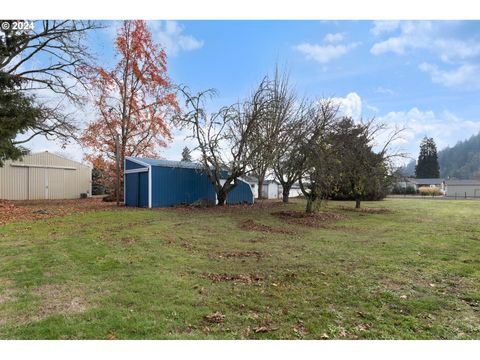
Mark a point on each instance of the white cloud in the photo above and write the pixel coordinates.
(426, 35)
(446, 128)
(382, 26)
(384, 90)
(466, 76)
(350, 105)
(324, 53)
(170, 34)
(334, 38)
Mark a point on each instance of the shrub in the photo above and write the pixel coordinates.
(429, 191)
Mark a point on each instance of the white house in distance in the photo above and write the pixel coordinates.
(253, 182)
(462, 188)
(44, 176)
(271, 189)
(418, 183)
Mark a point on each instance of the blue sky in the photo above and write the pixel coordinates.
(421, 74)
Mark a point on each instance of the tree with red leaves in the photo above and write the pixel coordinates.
(134, 101)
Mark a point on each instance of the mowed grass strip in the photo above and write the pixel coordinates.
(401, 269)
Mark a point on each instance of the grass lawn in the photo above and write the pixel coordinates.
(409, 273)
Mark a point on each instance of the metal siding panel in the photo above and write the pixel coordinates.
(131, 189)
(22, 183)
(143, 189)
(175, 186)
(241, 193)
(13, 182)
(129, 165)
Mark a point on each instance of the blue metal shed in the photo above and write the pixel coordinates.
(163, 183)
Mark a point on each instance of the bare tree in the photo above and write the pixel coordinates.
(49, 58)
(224, 138)
(315, 177)
(273, 126)
(361, 170)
(289, 160)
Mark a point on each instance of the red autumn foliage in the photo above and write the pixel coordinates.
(134, 100)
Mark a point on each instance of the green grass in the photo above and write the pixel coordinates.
(413, 273)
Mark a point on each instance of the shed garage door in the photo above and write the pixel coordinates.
(45, 183)
(136, 191)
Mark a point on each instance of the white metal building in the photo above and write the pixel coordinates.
(462, 188)
(271, 189)
(43, 176)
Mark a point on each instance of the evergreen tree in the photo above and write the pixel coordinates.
(427, 164)
(18, 114)
(186, 156)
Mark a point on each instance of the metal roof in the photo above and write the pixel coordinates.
(463, 182)
(167, 163)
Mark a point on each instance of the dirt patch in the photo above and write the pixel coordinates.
(252, 225)
(369, 210)
(259, 204)
(302, 218)
(43, 209)
(6, 295)
(239, 254)
(215, 318)
(128, 241)
(243, 278)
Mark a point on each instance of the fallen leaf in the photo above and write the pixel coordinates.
(261, 329)
(216, 317)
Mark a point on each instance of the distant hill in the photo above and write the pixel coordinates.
(461, 161)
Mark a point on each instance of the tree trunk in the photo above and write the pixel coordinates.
(260, 187)
(285, 193)
(312, 205)
(221, 198)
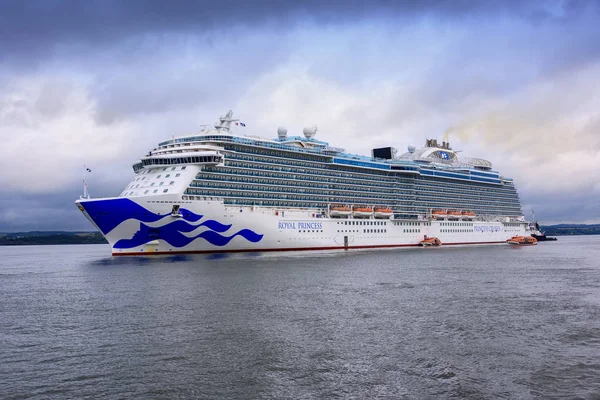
----------------
Put every one of the records above into a numbered list, leaving out blank lines and the pictures.

= Result for this task =
1. Mark a point on each instance of the white cloud in the photo above and write the pixel coordinates.
2. (426, 35)
3. (446, 128)
4. (382, 26)
5. (384, 90)
6. (466, 76)
7. (350, 105)
8. (324, 53)
9. (170, 34)
10. (334, 38)
11. Mark a point on each instance of the shrub in the photo above and write the pixel coordinates.
12. (429, 191)
13. Mark a point on each instance of the white house in distance in the photo above and write the pixel coordinates.
14. (253, 182)
15. (462, 188)
16. (44, 176)
17. (271, 189)
18. (418, 183)
19. Mark a point on each instance of the blue sky in the photo above and write the pixel coordinates.
20. (421, 74)
21. Mark a point on each instance of the tree with red leaves in the photo above and write the pixel coordinates.
22. (134, 101)
23. Mark a point on each instance of the mowed grass strip in the photo above and write the pixel coordinates.
24. (401, 269)
25. Mark a point on each instance of the grass lawn in the photo above and write the pixel coordinates.
26. (409, 273)
27. Mark a point on each instance of the metal siding panel in the photo above and write the pixel coordinates.
28. (131, 189)
29. (22, 183)
30. (143, 189)
31. (175, 186)
32. (241, 193)
33. (13, 182)
34. (129, 165)
35. Mark a point on each instance of the blue metal shed in the photo above and write the pixel coordinates.
36. (163, 183)
37. Mark a point on each instance of the bare tree in the photo above and write the pixel coordinates.
38. (49, 58)
39. (224, 138)
40. (315, 177)
41. (273, 126)
42. (361, 170)
43. (289, 160)
44. Mark a point on each instance of the red autumn foliage in the photo above and write the pixel coordinates.
45. (134, 100)
46. Mark a point on each instance of the green grass in the photo above and write the pixel coordinates.
47. (413, 273)
48. Mark a point on each instance of the shed garage door in the photo above and write the pixel coordinates.
49. (45, 183)
50. (136, 191)
51. Mark a point on each instance of the white metal building in the photo above and write the pixel coordinates.
52. (462, 188)
53. (271, 189)
54. (43, 176)
55. Mark a point on each instance of the evergreen tree in the photo above and write the pixel coordinates.
56. (427, 164)
57. (18, 114)
58. (186, 156)
59. Mark a point on each instance of the metal roof in the photo above and write the pixel coordinates.
60. (463, 182)
61. (167, 163)
62. Mark a point on each instance of the dirt patch in the photo above and write the pixel coordinates.
63. (252, 225)
64. (369, 210)
65. (259, 204)
66. (302, 218)
67. (43, 209)
68. (6, 295)
69. (239, 254)
70. (215, 318)
71. (128, 241)
72. (243, 278)
73. Mark a point on each instance of the fallen leaf in the photo above and write the pixel coordinates.
74. (261, 329)
75. (216, 317)
76. Mark a point on each instance of the distant hill in the photo above and write the pixel coordinates.
77. (461, 161)
78. Mark a point on each instance of the tree trunk in the photo above and write the pixel coordinates.
79. (260, 187)
80. (285, 193)
81. (312, 205)
82. (221, 198)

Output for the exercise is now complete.